| Brief A |
In the poetry blog excerpt, why does the writer say a key analogy fits the Wroth poem well? Answer in one to three sentences.
| Brief B |
According to the poetry blog excerpt, what was Orlando Gibbons mostly known as?
| Brief C |
Write the next part of the poetry blog excerpt, picking up after its final sentence.

| Excerpt provided |
There's a deep strain of self-deprecation running throughout, wherein Herrick doesn't find himself fit for anything but a "poor almshouse."  It's almost like a form of asceticism.  While I am personally not a particularly pious person, I find it hard not to admire the sense of resolve that must be needed to make a poem like this.  I imagine Herrick sitting there, reading his bible, meditating, until he passes quietly from one world to some other one.  It reminds me of how some monks meditate in the lotus position until they die quietly and deliberately.

Friday, March 13, 2015

The Silver Swan - Orlando Gibbons

The silver swan, who living had no note,
When death approached, unlocked her silent throat;
Leaning her breast against the reedy shore,
Thus sung her first and last, and sung no more:
"Farewell, all joys; Oh death, come close mine eyes;
More geese than swans now live, more fools than wise."

Gibbons was known mostly as a composer in late 1500s and early 1600s England.  This text is from his most famous madrigal (a through-sung composition for multiple voices) and deals with the beauty of how ephemeral things are, and how beauty leaves the world.  Even in the early 17th century, the notion that there were more idiots than not was prevalent.  It's a simple, beautiful poem, a sophisticated heartbreak image represented by a swan singing out a single, pure beautiful note.

Here's the music.  Enjoy!

Thursday, March 12, 2015

from The Contesse of Montgomery's Urania: "Love peruse me, seeke, and finde" - Lady Mary Wroth

Love peruse me, seeke, and finde
How each corner of my minde
          Is a twine
          Woven to shine.
Not a Webb ill made, foule fram'd,
Bastard not by Father nam'd,
          Such in me
          Cannot bee.
Deare behold me, you shall see
Faith the Hive, and love the Bee,
          Which doe bring.
          Gaine and sting.
Pray desect me, sinewes, vaines,
Hold, and loves life in those gaines;
          Lying bare
          To despaire,
When you thus anotamise
All my body, my heart prise;
          Being true
          Just to you.
Close the Truncke, enbalme the Chest,
Where your power still shall rest,
          Joy entombe,
          Loves just doome.

Once you get past the very non-standard spelling (standardized orthography was not really a thing in the 17th century) I think you'll find this poem, an except from Lady Mary Wroth's romance to be remarkably contemporary and understandable.  The narrator (having not read the source material, only this excerpt, I cannot say man or woman) asks a lover to inspect, to read deeply (peruse) and find how in every single nook and cranny of their body lives their love.  The lover holds absolute power, and the narrator is inviting that lover to see that for themselves, essentially handing them the key to their heart.  Indeed, the body here is the trunk and chest, so a key analogy fits quite well.

| Provided data |

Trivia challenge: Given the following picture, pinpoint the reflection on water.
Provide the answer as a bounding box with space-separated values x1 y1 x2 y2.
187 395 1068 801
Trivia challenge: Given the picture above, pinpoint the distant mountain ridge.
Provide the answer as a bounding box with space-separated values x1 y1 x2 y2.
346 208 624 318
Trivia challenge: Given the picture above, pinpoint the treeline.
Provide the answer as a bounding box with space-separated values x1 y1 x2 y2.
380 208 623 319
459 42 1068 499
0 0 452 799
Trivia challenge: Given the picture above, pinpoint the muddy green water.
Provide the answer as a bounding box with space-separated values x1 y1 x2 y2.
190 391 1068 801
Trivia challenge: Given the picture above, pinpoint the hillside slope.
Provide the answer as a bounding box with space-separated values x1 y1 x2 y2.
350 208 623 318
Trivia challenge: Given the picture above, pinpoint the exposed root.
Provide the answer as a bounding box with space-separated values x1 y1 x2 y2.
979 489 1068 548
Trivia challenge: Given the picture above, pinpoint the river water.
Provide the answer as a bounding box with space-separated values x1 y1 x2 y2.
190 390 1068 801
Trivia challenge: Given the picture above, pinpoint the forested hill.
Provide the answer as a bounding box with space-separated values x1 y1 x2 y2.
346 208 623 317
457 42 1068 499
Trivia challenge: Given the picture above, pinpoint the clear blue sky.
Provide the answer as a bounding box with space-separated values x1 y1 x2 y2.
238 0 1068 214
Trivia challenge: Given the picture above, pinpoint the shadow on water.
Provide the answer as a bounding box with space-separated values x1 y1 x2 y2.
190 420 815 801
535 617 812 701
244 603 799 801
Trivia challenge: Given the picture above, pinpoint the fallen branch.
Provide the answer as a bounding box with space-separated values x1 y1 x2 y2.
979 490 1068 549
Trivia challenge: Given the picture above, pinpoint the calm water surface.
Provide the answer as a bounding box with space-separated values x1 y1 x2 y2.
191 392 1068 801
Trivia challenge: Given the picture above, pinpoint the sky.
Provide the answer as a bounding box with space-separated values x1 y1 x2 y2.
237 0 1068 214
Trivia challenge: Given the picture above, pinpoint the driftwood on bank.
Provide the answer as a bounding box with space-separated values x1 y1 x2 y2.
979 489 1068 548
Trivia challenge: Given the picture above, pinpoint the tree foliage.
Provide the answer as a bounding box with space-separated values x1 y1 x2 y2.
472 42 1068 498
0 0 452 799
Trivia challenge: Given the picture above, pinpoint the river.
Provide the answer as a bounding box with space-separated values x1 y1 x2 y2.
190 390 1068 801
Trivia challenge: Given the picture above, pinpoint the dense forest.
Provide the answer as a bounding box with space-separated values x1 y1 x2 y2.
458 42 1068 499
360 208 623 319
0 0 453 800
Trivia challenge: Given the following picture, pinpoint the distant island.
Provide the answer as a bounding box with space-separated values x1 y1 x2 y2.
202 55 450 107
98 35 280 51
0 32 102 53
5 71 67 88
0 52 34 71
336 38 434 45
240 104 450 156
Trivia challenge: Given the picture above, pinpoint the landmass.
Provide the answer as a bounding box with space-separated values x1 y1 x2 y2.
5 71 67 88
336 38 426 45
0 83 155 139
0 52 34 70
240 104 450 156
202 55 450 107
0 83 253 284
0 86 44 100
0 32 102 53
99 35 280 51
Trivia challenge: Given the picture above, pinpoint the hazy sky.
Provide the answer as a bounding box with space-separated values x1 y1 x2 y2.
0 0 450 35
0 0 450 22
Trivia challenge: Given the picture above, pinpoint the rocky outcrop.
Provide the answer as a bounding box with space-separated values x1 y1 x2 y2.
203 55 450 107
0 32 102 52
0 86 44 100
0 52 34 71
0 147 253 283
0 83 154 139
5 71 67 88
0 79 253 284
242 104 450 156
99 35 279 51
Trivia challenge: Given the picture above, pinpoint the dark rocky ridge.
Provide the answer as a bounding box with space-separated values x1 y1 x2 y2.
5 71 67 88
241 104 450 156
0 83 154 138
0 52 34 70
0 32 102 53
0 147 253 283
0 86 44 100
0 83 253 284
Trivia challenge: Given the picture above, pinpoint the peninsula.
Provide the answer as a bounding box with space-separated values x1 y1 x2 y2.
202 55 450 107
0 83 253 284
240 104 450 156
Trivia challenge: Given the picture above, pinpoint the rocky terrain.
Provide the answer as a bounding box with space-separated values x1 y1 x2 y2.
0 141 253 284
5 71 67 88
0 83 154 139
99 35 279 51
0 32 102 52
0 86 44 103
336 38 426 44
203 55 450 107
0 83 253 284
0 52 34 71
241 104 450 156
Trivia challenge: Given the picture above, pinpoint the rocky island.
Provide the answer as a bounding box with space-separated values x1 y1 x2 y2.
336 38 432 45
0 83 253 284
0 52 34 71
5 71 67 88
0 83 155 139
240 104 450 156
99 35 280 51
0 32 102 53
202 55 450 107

| Task answer A |
In the poem, the body is the trunk and chest. The writer reads the narrator as handing the lover the key to their heart, so a key analogy suits that image.

| Task answer B |
A composer in late 1500s and early 1600s England.

| Task answer C |
My favorite single line must be "behold me, you shall see Faith the Hive, and love the Bee."  Faith is nourished by love, but like a bee, love can bring both gain and sting, pleasure and pain.  It's an elegant metaphor.  I think I owe it to myself, and to you, readers, to read the full romance at some point and further my understanding of it.

Wednesday, March 11, 2015

Invictus - William Ernest Henley

Out of the night that covers me,
Black as the pit from pole to pole,
I thank whatever gods may be
For my unconquerable soul.

In the fell clutch of circumstance
I have not winced nor cried aloud.
Under the bludgeonings of chance
My head is bloody, but unbowed.

Beyond this place of wrath and tears
Looms but the Horror of the shade,
And yet the menace of the years
Finds and shall find me unafraid.

It matters not how strait the gate,
How charged with punishments the scroll,
I am the master of my fate,
I am the captain of my soul.

This poem is the declaration of the indomitable spirit.  The Latin title means "unconquered" and was originally not attached to the poem at its first printing, though it fits perfectly.  In the face of all evil and all horror, in the face of death ("the horror of the shade"), the narrator remains and will forever remain unafraid.  It's an inspirational, bold, and makes me want to be the best I can be.

Tuesday, March 10, 2015

My Days among the Dead are Past - Robert Southey

My days among the Dead are past;
Around me I behold,
Where'er these casual eyes are cast,
The mighty minds of old;
My never-failing friends are they,
With whom I converse day by day.

With them I take delight in weal,
And seek relief in woe;
And while I understand and feel
How much to them I owe,
My cheeks have often been bedew'd
With tears of thoughtful gratitude.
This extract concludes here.